Dataset entries:
# # # # # # #
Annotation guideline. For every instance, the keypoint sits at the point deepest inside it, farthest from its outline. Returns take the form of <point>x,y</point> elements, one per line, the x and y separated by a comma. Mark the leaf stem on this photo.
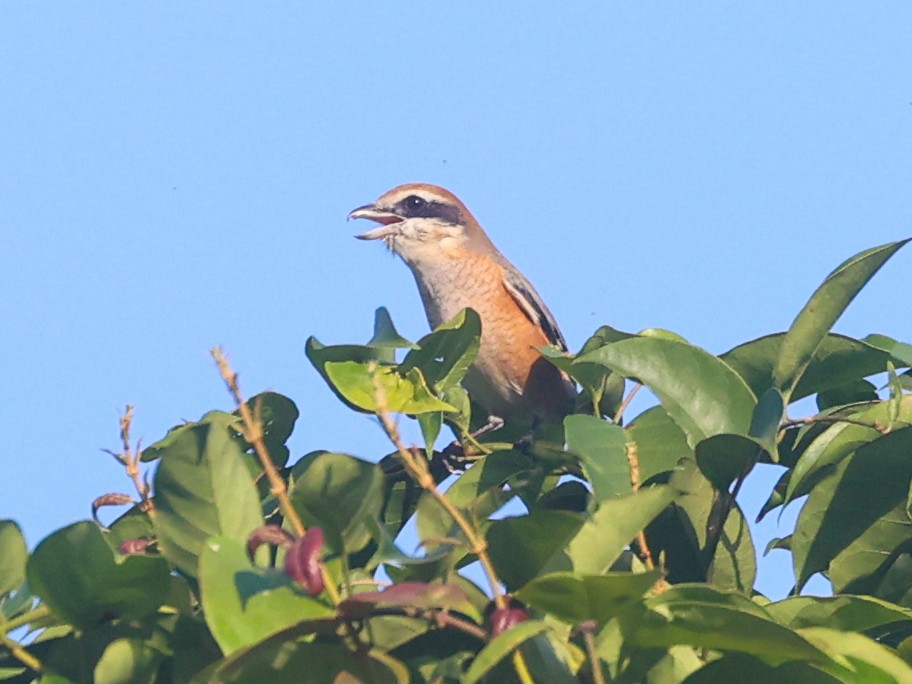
<point>633,462</point>
<point>19,652</point>
<point>810,420</point>
<point>417,467</point>
<point>595,663</point>
<point>253,433</point>
<point>616,419</point>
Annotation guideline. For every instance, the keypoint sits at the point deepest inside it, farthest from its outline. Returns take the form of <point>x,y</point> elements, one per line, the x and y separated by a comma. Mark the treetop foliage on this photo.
<point>625,556</point>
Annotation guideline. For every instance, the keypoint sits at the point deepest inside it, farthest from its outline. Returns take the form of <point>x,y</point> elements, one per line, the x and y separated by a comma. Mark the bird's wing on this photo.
<point>532,305</point>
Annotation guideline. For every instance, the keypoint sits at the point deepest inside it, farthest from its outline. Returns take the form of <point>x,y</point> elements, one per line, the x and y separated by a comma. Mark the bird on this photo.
<point>456,265</point>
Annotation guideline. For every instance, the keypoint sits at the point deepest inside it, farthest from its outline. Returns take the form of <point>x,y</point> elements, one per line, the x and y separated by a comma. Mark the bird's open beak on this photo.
<point>383,216</point>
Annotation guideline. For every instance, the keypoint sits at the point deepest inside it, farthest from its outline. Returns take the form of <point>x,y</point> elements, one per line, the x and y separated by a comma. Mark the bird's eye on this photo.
<point>414,202</point>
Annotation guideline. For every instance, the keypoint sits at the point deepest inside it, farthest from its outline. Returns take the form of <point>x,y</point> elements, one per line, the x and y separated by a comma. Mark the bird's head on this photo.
<point>418,221</point>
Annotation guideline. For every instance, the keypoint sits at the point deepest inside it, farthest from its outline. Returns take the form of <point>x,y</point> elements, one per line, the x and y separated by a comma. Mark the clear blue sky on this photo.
<point>176,176</point>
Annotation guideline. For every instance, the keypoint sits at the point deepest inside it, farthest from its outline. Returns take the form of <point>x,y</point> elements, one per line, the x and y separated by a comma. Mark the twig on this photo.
<point>624,404</point>
<point>417,467</point>
<point>522,669</point>
<point>810,420</point>
<point>633,462</point>
<point>131,460</point>
<point>253,433</point>
<point>18,651</point>
<point>595,663</point>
# # # # # # #
_Required work_
Write out the records exactly. Do not carry the pictures over.

_Output below_
Annotation guideline. For every instance, the keypoint sits at the point deepest inside it, farthest from its outline. Returns take the form of <point>x,y</point> elements, one per line, the x and y separated by a comma. Mark the leaf stem on this photo.
<point>633,462</point>
<point>19,652</point>
<point>810,420</point>
<point>417,467</point>
<point>595,663</point>
<point>253,433</point>
<point>616,419</point>
Annotation guideline. For every instance, the keypoint sits at the point deepest inside it, farthest from its outline. Returns take the form of <point>x,y</point> elements, one per line, the x and y separated by a comma. Mark the treetop foliage on this photo.
<point>625,556</point>
Annotation guideline. For every instance, the keypoint sits at the point deepest inside it, farthest from its outline. Returns take the form of <point>x,y</point> elements, one per line, the x and y separated by a comma. Mark the bird's wing on this photo.
<point>532,305</point>
Annotation guideline. For every instance, the keypoint sits at the point deepest inside it, farthest from its outline. Returns take the form of <point>x,y</point> elements, one per line, the x and y separated by a comma. Mark the bird on this photo.
<point>456,265</point>
Annotation guideline. For every instance, the keypoint sits at the point deepest inside it, farthest from its outline. Returns take the form of <point>x,y</point> elements, one per line, the x and y separated by a comma. Mark the bird's open beak on this photo.
<point>383,216</point>
Annotation guideline. For every instance, the keypoint sits at the point deepest inside it, farthest from its outline. Returns take the form of <point>x,y</point> elements, one per line, the x and y separated by a comma. Mark the bird's eye on this photo.
<point>414,202</point>
Annotation guideline. For every instance, the keypoint sits at the point deepest inside it, farthest from its outline. Returns take the form of <point>x,y</point> elements, one per line, the x and y separated by a comma. Mark the bird's head on this photo.
<point>418,221</point>
Annotation guideline. For every instance, the keypoint sits at the point deepest inside it, farthest from its outline. Returns take the form of <point>x,y</point> elements, one per line, the x and y separated by a comma. Mark the clear blue sky on this photo.
<point>176,176</point>
Annotation guideline. For every instance, the keypoint sits at the point deepest inside it, farthest from its outline. Returns take the form of <point>x,y</point> elements, one per line, the x and y separated by a comma. Mark the twig on this photo.
<point>624,404</point>
<point>417,467</point>
<point>522,669</point>
<point>810,420</point>
<point>633,462</point>
<point>131,460</point>
<point>253,433</point>
<point>18,651</point>
<point>595,663</point>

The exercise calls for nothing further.